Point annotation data
## Begin
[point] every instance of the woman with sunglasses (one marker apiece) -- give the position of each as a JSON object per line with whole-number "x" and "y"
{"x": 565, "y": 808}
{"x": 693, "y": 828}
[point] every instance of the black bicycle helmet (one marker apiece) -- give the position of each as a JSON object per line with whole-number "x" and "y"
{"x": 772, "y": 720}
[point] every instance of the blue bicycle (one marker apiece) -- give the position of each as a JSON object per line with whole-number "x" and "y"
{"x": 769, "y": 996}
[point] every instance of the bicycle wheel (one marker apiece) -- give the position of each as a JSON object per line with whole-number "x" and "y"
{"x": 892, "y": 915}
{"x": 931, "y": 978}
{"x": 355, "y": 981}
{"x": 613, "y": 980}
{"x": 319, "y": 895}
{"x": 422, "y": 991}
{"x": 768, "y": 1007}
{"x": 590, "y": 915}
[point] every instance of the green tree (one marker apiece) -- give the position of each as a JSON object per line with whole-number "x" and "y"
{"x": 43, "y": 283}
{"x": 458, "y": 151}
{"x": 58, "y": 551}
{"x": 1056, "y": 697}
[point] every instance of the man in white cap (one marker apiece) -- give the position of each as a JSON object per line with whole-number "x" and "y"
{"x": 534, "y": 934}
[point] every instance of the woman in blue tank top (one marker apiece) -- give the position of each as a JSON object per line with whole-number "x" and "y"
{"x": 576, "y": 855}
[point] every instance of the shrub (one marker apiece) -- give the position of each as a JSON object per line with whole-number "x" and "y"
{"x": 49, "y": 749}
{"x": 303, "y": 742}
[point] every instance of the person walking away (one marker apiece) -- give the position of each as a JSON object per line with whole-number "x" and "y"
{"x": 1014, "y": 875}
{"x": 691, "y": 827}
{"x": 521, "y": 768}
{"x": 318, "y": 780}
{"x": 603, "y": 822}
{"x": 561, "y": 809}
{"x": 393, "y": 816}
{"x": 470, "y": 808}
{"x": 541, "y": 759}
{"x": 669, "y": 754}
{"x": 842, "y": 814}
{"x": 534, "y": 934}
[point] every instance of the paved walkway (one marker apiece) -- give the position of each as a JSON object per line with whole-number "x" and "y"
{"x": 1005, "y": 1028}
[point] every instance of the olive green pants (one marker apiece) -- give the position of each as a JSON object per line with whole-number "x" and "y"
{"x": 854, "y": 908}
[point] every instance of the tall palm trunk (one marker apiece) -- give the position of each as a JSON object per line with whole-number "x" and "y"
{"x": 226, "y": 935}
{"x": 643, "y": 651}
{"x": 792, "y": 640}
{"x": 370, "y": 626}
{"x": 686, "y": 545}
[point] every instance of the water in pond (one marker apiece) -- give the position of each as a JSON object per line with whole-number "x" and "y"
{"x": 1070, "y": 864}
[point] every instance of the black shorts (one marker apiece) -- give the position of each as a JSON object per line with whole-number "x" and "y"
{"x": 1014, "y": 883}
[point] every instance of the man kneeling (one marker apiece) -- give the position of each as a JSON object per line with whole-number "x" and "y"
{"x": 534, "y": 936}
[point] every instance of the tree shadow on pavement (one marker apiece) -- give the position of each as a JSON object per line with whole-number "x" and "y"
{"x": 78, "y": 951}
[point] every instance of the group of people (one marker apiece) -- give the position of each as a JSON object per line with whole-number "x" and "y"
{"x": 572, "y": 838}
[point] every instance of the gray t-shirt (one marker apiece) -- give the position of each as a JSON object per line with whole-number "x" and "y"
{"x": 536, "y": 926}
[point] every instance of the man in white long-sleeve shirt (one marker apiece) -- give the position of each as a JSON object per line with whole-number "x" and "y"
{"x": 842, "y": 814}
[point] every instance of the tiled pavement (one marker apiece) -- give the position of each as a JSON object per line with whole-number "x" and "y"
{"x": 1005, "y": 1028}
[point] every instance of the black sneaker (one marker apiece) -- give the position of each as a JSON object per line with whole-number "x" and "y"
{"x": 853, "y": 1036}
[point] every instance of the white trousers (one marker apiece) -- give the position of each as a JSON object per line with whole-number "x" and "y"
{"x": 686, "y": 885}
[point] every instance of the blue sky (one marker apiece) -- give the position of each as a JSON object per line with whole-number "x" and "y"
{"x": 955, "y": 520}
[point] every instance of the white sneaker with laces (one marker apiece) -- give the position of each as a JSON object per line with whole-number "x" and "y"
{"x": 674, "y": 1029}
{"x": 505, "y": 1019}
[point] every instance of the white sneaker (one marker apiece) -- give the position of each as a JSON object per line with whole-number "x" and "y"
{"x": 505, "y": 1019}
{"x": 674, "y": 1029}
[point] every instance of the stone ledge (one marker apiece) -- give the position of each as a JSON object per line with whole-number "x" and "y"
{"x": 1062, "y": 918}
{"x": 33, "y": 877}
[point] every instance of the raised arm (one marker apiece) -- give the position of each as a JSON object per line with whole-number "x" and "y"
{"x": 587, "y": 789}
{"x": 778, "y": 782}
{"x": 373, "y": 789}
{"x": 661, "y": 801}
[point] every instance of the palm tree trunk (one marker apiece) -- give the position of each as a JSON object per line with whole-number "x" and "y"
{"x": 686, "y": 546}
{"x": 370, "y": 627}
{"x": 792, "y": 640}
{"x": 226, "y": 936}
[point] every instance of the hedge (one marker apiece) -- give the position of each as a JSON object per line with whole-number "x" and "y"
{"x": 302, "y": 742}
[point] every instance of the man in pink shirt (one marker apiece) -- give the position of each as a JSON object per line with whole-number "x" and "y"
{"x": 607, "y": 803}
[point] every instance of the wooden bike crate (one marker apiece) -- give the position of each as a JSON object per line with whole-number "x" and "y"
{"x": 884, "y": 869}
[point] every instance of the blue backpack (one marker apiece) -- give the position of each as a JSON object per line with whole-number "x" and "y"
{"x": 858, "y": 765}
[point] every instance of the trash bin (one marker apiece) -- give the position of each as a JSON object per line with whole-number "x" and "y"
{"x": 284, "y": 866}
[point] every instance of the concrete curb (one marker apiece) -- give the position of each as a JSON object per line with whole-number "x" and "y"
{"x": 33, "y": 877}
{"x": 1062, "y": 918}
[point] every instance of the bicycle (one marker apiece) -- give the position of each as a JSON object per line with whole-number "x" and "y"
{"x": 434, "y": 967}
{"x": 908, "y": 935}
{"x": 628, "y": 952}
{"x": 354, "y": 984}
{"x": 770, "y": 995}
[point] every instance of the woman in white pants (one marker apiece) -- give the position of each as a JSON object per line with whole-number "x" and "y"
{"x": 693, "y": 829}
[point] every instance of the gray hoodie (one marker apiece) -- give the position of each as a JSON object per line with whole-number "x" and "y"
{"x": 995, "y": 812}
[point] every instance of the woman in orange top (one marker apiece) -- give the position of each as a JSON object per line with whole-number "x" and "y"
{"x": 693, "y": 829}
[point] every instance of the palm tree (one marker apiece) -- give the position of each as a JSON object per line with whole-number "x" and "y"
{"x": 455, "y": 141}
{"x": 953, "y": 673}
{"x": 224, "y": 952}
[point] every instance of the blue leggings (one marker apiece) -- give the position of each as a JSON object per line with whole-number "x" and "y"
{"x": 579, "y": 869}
## End
## Begin
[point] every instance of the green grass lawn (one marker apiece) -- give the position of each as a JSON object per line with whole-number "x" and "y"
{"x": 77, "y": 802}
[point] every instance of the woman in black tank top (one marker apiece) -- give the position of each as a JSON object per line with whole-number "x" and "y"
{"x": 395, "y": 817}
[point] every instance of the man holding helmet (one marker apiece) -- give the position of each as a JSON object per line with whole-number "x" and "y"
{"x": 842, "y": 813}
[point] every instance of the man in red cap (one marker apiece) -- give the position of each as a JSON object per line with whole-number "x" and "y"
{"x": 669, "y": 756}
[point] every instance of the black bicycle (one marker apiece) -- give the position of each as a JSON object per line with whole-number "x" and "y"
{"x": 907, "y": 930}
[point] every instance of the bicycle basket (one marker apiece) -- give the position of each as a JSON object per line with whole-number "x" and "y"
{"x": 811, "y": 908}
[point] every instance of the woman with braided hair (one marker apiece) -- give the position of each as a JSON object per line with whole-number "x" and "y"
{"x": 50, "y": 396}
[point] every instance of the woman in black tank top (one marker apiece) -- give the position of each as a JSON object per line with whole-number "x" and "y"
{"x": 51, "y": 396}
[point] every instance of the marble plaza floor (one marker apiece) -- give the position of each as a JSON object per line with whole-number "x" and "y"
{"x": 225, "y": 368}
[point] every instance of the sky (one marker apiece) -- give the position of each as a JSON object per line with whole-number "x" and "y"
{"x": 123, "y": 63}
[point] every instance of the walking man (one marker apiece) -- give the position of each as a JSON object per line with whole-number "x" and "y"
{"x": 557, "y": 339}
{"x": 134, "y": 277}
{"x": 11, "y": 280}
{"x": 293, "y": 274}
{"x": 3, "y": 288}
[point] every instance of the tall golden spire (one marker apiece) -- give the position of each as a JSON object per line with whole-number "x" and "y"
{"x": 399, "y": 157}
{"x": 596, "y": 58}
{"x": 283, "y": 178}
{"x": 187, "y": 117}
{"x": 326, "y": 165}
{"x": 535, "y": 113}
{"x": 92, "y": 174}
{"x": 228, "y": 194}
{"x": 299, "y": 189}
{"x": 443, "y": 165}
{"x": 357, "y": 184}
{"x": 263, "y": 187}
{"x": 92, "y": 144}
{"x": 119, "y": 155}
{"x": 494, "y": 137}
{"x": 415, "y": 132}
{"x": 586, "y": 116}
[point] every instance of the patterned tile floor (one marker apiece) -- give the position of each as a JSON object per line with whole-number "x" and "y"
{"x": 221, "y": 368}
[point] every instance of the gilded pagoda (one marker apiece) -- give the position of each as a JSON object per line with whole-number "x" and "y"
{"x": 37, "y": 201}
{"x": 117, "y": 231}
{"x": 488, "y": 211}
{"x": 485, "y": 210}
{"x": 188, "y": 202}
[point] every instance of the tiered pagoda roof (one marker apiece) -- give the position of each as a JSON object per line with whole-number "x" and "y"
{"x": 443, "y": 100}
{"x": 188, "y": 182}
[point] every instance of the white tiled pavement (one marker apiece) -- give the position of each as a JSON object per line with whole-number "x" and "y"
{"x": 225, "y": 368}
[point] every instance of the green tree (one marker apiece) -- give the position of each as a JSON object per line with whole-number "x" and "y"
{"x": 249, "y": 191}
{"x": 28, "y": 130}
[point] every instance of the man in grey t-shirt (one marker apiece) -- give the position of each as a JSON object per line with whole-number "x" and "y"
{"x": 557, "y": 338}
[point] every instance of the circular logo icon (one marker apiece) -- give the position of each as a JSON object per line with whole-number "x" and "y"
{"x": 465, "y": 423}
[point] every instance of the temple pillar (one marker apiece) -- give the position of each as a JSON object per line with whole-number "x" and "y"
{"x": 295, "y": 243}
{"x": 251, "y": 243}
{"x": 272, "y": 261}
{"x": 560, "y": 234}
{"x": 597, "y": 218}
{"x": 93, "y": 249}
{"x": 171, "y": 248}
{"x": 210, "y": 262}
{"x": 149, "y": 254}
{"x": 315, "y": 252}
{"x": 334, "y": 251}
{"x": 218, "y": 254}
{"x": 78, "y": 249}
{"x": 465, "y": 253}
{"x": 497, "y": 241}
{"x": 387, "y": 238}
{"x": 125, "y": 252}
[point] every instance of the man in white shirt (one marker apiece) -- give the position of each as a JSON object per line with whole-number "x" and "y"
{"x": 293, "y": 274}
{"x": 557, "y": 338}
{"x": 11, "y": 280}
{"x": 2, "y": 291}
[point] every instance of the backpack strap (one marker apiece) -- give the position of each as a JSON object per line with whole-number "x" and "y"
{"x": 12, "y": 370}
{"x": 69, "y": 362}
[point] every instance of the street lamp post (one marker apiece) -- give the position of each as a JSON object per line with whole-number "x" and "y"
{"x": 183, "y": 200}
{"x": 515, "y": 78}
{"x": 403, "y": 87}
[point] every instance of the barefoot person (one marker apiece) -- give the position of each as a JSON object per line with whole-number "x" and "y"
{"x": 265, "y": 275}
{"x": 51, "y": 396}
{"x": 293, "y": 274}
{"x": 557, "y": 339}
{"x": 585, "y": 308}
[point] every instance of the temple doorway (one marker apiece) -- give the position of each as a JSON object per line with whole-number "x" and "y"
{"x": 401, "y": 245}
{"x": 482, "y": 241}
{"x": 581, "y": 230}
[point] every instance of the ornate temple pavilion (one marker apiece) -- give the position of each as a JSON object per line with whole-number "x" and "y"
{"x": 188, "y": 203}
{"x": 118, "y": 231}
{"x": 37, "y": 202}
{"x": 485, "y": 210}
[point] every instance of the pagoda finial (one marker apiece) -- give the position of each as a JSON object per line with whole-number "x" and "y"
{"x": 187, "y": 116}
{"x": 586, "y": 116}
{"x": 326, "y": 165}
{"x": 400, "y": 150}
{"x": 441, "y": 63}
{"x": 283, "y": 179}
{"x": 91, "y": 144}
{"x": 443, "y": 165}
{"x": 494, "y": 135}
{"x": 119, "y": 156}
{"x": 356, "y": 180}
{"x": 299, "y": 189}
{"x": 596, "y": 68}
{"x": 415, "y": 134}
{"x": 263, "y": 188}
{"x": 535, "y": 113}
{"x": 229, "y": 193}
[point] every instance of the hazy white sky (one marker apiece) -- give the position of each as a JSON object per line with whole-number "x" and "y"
## End
## Begin
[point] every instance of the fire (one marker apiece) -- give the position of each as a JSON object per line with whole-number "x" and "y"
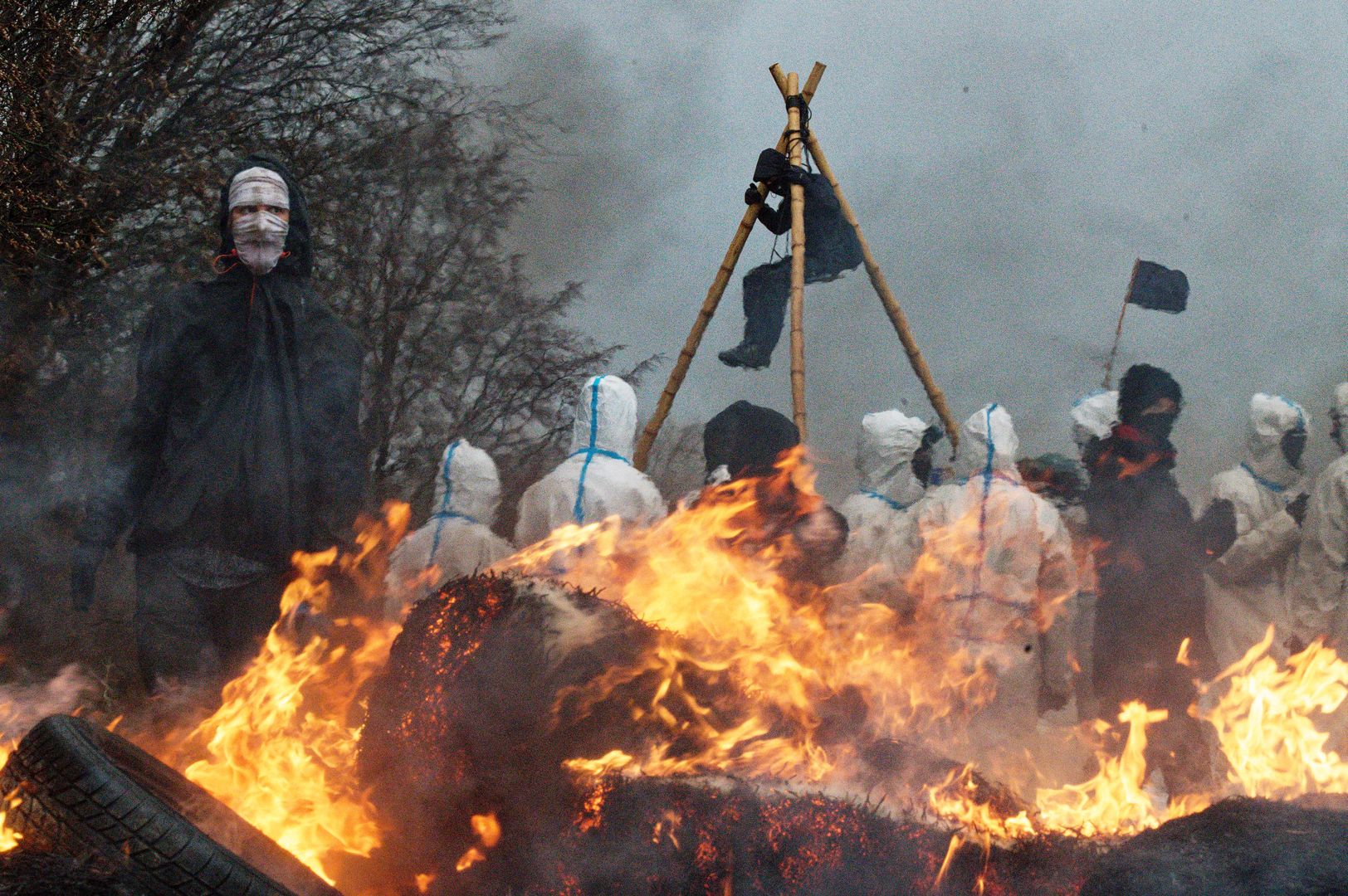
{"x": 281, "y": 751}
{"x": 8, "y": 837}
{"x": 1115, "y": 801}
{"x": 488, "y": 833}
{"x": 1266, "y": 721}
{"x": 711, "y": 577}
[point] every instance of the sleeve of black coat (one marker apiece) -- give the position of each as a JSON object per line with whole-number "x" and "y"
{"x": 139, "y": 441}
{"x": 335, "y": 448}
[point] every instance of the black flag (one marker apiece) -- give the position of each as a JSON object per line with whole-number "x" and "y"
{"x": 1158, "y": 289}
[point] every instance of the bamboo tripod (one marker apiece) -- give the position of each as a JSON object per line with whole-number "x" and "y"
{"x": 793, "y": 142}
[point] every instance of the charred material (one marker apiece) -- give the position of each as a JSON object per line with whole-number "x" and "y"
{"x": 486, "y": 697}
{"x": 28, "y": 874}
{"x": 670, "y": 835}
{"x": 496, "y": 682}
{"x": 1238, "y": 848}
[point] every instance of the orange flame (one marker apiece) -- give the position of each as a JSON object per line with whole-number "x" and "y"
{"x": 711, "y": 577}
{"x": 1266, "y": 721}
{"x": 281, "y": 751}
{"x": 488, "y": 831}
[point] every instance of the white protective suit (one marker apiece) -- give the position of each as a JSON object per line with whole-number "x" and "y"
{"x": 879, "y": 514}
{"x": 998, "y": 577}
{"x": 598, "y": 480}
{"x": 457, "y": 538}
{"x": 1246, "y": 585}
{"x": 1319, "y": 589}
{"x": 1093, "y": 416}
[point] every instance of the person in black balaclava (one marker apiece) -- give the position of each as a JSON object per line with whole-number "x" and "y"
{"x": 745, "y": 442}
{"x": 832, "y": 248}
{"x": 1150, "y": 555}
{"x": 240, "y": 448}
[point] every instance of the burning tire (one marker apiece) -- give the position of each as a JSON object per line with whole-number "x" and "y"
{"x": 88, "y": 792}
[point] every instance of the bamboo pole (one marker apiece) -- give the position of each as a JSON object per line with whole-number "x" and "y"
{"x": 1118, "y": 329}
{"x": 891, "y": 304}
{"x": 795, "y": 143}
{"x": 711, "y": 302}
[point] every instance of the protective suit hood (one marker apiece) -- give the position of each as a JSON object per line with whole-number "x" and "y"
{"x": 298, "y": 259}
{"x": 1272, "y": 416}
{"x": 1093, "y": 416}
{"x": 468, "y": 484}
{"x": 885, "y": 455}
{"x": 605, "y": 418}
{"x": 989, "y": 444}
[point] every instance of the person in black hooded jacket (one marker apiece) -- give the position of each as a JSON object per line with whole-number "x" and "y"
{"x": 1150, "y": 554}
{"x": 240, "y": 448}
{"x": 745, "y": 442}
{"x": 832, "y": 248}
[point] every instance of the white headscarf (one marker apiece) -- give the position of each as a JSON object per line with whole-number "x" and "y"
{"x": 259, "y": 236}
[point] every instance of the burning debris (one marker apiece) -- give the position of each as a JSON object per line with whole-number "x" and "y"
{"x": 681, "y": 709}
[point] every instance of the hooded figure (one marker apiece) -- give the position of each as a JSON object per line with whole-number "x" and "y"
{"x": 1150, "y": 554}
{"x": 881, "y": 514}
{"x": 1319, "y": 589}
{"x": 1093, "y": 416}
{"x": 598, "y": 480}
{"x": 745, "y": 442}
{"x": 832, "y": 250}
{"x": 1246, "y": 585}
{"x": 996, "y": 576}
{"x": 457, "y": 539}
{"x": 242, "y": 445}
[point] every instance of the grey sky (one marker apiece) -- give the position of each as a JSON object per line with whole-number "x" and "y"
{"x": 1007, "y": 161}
## End
[YOUR GOAL]: Count the lines in the records that contain the word "bamboo" and give only that number.

[EXERCISE SOLUTION]: 2